* Description of the task
From the line containing "positive clicks: (468, 104)" down to the line containing "box: [304, 325, 326, 356]" in the records below, reproduce every line exactly, ends included, and omit all others.

○ ○ ○ ○ ○ ○ ○

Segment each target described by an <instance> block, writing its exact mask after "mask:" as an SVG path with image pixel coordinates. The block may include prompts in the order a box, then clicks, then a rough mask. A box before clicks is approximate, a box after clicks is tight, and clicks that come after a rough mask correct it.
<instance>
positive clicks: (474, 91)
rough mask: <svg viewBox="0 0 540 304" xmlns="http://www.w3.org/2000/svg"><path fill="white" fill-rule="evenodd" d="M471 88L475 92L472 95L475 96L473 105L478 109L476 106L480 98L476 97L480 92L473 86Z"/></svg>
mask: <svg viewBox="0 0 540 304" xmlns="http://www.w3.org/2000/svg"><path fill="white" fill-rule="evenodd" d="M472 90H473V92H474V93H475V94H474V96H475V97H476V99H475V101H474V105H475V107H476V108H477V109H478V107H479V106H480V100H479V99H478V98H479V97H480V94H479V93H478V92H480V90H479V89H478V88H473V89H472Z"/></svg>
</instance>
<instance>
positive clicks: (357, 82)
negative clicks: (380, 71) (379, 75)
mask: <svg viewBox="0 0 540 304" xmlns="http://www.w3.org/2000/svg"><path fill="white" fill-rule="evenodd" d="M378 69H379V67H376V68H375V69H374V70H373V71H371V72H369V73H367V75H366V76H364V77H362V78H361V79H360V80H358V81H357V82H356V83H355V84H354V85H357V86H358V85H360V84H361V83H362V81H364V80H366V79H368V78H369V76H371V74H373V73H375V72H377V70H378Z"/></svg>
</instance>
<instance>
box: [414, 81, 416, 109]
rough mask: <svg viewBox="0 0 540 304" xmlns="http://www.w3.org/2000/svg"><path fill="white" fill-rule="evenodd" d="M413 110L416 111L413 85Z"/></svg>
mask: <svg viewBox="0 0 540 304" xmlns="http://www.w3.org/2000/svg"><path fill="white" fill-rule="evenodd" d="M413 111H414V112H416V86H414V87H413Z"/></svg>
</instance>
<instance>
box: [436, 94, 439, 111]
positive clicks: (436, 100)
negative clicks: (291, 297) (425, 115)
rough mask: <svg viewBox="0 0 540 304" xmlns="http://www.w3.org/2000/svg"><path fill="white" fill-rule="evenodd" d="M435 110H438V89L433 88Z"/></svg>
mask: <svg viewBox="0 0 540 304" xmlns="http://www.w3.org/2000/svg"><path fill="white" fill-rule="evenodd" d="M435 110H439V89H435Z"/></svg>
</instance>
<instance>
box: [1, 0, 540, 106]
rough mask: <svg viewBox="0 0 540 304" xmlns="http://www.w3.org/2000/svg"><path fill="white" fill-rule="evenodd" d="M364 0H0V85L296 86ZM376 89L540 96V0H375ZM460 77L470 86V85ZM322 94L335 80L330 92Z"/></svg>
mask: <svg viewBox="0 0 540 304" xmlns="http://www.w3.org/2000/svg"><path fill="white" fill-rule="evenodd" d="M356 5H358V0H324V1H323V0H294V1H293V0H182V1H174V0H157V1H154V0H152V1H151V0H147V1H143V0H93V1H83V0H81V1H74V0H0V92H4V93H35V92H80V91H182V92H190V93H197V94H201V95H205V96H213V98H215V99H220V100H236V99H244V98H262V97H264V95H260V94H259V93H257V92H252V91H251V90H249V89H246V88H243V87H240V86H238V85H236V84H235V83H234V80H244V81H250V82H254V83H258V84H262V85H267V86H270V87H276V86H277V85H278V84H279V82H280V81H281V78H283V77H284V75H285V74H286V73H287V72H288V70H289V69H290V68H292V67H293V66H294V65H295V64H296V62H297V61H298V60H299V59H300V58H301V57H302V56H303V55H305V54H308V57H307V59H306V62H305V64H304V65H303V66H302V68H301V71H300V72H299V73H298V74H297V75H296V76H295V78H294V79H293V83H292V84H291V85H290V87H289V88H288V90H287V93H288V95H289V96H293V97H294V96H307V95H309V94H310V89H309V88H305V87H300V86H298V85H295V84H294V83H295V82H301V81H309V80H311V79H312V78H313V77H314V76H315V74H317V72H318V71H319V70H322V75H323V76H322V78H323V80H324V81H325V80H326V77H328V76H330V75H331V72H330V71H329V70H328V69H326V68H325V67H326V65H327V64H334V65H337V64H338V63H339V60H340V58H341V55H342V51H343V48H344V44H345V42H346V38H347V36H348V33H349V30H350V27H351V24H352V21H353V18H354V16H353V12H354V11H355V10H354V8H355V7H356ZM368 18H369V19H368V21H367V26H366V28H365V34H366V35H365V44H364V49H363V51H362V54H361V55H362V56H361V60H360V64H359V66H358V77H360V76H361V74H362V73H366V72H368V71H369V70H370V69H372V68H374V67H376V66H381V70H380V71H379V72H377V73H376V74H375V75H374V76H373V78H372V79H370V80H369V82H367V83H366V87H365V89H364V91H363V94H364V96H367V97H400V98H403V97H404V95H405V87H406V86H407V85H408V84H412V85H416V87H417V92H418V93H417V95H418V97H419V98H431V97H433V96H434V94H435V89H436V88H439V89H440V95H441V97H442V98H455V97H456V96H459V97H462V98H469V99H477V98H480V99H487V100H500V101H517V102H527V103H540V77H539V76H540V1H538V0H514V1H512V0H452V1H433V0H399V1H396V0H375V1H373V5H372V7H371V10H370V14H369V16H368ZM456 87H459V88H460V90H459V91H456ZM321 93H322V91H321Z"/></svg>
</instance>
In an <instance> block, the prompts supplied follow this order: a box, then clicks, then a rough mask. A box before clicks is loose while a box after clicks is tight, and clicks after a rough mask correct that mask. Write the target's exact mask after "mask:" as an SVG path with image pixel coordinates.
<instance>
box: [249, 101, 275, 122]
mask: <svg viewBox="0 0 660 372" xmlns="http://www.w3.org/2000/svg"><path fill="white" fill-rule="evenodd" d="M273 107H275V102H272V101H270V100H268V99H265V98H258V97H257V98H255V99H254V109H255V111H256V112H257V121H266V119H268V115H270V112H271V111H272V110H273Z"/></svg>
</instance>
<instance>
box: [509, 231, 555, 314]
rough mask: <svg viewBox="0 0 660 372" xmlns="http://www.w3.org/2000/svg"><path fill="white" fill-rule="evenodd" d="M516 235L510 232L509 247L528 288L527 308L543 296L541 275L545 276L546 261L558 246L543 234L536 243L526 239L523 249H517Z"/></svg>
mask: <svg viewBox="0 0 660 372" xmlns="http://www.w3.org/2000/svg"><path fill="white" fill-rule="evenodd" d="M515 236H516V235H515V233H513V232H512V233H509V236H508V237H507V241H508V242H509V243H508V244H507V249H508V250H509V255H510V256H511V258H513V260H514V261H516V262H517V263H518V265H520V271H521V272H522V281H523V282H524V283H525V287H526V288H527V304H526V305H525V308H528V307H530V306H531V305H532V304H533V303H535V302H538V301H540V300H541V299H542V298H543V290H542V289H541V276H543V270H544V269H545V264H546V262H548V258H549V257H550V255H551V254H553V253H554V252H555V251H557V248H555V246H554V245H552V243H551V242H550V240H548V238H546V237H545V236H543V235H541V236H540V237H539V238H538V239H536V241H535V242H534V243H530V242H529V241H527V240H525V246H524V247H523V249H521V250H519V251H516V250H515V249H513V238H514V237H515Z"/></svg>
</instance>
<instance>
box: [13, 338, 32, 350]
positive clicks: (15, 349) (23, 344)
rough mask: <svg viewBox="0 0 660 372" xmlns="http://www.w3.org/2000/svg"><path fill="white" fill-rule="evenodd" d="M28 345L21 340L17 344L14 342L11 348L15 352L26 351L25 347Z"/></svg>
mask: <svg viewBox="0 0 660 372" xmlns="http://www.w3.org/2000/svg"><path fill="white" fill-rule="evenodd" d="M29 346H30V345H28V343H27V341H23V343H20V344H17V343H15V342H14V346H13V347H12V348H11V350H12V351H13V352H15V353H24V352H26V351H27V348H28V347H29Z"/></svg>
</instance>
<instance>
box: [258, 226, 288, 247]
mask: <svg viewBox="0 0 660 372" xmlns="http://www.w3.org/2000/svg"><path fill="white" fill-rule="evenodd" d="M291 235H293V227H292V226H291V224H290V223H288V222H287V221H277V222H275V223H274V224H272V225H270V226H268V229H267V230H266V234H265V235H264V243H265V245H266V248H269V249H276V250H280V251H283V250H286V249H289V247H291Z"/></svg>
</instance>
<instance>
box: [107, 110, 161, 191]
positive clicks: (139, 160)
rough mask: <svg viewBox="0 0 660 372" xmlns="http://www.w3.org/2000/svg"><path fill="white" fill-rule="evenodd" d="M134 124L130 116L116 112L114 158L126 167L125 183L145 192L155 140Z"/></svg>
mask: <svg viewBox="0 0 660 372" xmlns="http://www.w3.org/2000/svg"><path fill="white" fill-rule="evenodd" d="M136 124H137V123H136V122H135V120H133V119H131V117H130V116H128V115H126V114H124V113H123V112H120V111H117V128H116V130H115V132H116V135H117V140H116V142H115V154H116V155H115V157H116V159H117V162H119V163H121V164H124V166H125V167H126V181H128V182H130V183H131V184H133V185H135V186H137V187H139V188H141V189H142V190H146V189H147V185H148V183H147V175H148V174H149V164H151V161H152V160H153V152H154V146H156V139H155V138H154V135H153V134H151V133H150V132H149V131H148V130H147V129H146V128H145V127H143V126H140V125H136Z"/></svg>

○ ○ ○ ○ ○ ○ ○

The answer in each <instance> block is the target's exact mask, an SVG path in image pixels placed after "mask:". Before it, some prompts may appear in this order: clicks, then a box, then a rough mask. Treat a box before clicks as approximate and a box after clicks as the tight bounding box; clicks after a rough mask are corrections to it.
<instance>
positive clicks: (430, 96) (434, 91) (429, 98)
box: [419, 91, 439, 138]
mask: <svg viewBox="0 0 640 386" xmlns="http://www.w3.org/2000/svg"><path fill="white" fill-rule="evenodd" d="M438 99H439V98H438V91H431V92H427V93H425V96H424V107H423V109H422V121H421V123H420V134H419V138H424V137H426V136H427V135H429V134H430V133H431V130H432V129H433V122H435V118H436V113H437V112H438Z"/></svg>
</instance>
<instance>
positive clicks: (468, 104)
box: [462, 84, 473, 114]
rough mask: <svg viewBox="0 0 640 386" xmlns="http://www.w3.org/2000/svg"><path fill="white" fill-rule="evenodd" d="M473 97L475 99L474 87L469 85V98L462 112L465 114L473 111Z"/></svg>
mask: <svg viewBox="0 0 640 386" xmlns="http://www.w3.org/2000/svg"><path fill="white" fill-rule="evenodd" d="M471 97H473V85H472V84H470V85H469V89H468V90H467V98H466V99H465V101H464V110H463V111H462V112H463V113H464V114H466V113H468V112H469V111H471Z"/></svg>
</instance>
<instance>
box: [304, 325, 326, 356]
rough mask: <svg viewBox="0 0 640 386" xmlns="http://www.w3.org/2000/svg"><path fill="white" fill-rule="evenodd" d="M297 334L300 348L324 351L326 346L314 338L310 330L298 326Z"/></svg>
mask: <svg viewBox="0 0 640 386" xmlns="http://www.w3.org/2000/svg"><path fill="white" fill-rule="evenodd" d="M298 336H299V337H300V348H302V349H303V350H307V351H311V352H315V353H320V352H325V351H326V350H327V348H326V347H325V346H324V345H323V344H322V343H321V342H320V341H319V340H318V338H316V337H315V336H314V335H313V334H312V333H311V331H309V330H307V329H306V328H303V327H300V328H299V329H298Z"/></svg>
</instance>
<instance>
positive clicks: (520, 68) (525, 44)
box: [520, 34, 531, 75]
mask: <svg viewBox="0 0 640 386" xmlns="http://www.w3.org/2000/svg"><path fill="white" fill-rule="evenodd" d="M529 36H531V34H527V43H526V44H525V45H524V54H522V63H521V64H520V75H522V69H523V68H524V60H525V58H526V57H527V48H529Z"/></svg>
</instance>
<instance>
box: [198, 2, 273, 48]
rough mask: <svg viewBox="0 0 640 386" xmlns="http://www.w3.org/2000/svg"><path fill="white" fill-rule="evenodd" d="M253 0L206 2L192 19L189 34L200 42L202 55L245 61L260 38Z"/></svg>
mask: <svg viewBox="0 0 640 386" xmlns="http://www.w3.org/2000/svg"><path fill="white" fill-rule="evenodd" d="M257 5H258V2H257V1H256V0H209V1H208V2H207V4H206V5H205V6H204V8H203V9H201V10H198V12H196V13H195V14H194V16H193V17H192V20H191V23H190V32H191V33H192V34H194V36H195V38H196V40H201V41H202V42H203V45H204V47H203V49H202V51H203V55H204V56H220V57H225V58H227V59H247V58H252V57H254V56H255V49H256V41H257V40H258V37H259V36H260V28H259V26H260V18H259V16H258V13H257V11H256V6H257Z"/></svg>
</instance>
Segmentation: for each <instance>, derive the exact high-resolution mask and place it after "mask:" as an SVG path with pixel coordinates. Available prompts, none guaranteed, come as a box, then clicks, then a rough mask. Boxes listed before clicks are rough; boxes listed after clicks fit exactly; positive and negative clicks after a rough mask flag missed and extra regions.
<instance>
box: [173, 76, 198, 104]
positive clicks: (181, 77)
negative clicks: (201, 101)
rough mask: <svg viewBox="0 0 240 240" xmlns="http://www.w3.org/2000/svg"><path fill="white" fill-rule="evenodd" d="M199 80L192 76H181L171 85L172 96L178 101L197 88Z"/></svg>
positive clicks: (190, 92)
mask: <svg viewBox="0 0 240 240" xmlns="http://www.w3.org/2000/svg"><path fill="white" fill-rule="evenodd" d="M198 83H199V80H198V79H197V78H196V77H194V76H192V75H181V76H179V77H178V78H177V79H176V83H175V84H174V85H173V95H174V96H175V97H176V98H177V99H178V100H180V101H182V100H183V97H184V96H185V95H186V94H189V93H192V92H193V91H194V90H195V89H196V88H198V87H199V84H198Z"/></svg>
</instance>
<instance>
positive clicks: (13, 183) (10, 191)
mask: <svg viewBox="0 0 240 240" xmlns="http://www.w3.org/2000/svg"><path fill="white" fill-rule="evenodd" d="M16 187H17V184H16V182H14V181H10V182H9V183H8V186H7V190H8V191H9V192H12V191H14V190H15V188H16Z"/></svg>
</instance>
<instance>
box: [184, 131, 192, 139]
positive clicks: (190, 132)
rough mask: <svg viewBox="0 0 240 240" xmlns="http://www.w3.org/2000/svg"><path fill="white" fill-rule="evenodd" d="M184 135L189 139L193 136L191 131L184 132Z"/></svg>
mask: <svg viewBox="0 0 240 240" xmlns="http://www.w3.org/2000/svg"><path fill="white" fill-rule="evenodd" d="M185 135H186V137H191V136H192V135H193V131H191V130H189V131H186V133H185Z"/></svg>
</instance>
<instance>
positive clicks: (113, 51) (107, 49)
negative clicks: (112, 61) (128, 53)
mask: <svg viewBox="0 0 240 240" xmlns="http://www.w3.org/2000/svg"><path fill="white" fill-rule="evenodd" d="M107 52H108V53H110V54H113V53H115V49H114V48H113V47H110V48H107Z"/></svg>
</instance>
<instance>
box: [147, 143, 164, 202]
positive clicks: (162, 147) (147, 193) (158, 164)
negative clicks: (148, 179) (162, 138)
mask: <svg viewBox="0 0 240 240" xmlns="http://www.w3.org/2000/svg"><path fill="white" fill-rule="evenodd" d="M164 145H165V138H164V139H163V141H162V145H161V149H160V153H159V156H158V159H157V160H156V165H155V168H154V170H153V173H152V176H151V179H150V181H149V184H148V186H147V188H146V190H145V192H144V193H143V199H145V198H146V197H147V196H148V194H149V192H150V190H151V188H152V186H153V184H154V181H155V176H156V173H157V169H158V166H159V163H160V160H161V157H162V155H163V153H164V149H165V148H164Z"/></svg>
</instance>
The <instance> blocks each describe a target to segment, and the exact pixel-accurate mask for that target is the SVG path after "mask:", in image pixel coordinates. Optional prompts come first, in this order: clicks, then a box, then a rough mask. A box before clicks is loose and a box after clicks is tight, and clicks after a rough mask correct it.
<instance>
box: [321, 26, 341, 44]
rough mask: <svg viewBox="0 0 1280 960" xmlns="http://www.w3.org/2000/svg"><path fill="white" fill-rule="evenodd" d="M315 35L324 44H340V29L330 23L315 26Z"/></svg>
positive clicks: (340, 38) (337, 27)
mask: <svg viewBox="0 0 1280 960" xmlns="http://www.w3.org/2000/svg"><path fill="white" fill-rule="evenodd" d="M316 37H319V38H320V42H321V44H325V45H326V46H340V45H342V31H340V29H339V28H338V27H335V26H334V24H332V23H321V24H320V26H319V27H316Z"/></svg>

○ ○ ○ ○ ○ ○ ○

* Completed exercise
positive clicks: (468, 104)
box: [462, 84, 473, 114]
rough mask: <svg viewBox="0 0 640 386" xmlns="http://www.w3.org/2000/svg"><path fill="white" fill-rule="evenodd" d="M473 97L475 99L474 87L469 85V98L462 112L465 114L473 111Z"/></svg>
mask: <svg viewBox="0 0 640 386" xmlns="http://www.w3.org/2000/svg"><path fill="white" fill-rule="evenodd" d="M471 97H473V85H472V84H470V85H469V89H468V90H467V98H466V99H465V101H464V110H463V111H462V112H463V113H464V114H466V113H468V112H469V111H471Z"/></svg>
</instance>
<instance>
box: [304, 325, 326, 356]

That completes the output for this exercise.